## Document extract
──────────

[This is a guest post from David Bier. You can find out more about David below]
Welcome back for more tips on how to take better pictures of your kids. Last time we talked about 3 tips for better photos of kids.
This thrilling installment is all about getting tooled up. Dads love to have the right gadget for the job — I’ve previously been accused of speaking serial numbers to one of my geekier friends, and still have a fairly serious camera strap habit. However, photography is one area where the right kit really does make a difference, and children’s photography even more so.
So let’s start with the obvious. Which camera to buy?
Three words. Single. Lens. Reflex.
Actually, put one more in front of those — “Digital”. First of all here’s the biggest argument against a DSLR: It’s pretty chunky. If you’re used to the tiny pocket cameras, it will probably take you some time to get used to the bigger form-factor of the DSLR cameras. But there’s too many good reasons to go for the DSLR.

──────────

[Items from a dataset]
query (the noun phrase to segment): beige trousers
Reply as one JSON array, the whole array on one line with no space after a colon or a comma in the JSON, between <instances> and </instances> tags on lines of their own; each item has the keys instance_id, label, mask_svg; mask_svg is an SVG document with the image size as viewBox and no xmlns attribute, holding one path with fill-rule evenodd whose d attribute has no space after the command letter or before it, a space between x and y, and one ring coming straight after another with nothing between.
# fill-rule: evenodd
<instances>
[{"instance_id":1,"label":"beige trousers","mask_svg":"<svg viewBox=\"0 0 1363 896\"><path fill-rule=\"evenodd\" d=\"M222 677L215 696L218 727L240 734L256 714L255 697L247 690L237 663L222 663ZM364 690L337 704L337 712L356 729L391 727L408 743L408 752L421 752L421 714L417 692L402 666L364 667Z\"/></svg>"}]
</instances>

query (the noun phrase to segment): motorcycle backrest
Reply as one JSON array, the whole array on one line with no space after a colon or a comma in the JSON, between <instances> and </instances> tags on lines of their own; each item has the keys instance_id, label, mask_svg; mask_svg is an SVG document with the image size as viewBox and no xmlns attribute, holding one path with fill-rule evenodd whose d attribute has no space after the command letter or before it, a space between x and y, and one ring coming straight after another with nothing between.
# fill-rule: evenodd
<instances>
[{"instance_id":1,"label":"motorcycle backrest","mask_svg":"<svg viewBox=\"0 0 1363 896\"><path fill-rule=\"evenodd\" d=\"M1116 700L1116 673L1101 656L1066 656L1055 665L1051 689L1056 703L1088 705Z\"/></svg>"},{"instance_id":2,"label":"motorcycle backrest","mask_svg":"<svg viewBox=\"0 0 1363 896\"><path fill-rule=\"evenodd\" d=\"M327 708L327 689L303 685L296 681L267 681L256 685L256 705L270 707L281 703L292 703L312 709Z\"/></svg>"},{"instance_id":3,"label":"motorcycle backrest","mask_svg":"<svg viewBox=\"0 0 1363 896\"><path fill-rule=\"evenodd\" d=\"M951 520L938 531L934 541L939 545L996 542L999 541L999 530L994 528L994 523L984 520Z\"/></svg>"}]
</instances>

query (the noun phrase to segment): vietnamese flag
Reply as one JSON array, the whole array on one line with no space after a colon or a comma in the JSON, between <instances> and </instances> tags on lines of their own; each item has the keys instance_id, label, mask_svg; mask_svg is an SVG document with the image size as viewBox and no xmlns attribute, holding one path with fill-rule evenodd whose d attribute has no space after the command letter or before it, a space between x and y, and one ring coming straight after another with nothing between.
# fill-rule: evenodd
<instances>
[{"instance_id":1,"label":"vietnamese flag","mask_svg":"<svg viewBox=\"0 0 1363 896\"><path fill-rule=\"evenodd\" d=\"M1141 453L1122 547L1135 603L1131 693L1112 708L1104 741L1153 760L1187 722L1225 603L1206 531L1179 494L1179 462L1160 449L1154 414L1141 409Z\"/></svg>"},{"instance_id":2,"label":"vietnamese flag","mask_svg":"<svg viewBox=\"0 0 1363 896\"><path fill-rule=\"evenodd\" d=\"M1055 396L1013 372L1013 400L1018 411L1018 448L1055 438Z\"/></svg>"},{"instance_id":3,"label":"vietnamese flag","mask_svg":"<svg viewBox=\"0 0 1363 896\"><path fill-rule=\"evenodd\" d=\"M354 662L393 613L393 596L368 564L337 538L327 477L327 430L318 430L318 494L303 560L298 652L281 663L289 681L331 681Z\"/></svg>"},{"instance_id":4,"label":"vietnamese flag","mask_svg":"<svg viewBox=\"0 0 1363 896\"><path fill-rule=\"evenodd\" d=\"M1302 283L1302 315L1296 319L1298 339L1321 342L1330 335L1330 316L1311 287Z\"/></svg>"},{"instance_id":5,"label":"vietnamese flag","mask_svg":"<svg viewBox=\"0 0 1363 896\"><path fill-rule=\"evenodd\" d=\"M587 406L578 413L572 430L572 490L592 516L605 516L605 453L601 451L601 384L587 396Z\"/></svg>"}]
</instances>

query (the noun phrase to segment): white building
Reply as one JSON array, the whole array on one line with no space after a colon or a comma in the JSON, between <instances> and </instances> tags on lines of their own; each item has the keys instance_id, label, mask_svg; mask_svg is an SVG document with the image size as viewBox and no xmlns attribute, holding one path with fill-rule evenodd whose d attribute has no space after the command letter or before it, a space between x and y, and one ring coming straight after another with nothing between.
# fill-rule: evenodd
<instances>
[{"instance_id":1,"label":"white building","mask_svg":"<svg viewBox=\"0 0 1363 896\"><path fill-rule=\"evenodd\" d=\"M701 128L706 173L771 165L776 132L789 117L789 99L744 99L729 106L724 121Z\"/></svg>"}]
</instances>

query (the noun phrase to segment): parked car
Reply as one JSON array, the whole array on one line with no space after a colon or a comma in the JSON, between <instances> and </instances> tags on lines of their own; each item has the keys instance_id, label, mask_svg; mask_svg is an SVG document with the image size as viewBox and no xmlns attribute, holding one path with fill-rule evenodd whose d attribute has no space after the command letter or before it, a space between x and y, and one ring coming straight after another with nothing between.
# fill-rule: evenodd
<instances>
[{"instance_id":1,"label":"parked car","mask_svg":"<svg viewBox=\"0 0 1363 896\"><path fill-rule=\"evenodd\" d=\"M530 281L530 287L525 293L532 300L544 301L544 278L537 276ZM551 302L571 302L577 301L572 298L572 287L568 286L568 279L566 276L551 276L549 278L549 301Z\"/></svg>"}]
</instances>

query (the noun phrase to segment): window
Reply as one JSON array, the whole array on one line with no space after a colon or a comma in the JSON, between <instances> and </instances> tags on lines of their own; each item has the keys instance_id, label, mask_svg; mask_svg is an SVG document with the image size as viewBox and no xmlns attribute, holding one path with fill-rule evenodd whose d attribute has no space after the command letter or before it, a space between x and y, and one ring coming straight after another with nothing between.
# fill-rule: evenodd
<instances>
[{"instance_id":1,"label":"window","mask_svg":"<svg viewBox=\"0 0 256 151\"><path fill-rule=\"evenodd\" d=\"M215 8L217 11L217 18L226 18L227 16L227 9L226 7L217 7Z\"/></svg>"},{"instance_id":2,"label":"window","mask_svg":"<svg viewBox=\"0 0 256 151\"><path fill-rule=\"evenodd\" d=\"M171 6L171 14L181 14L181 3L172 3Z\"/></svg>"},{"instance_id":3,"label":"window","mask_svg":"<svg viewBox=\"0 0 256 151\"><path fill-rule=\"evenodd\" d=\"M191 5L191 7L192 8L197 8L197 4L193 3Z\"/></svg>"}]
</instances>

──────────

## Required tasks
A – Write out the guest post about choosing camera gear for photographing kids in full, word for word.
B – Show every line from the rows above that contains the word "noun". Only matches with the same case count.

## Per-task outputs
A –
[This is a guest post from David Bier. You can find out more about David below]
Welcome back for more tips on how to take better pictures of your kids. Last time we talked about 3 tips for better photos of kids.
This thrilling installment is all about getting tooled up. Dads love to have the right gadget for the job — I’ve previously been accused of speaking serial numbers to one of my geekier friends, and still have a fairly serious camera strap habit. However, photography is one area where the right kit really does make a difference, and children’s photography even more so.
So let’s start with the obvious. Which camera to buy?
Three words. Single. Lens. Reflex.
Actually, put one more in front of those — “Digital”. First of all here’s the biggest argument against a DSLR: It’s pretty chunky. If you’re used to the tiny pocket cameras, it will probably take you some time to get used to the bigger form-factor of the DSLR cameras. But there’s too many good reasons to go for the DSLR.

B –
query (the noun phrase to segment): beige trousers
query (the noun phrase to segment): motorcycle backrest
query (the noun phrase to segment): vietnamese flag
query (the noun phrase to segment): white building
query (the noun phrase to segment): parked car
query (the noun phrase to segment): window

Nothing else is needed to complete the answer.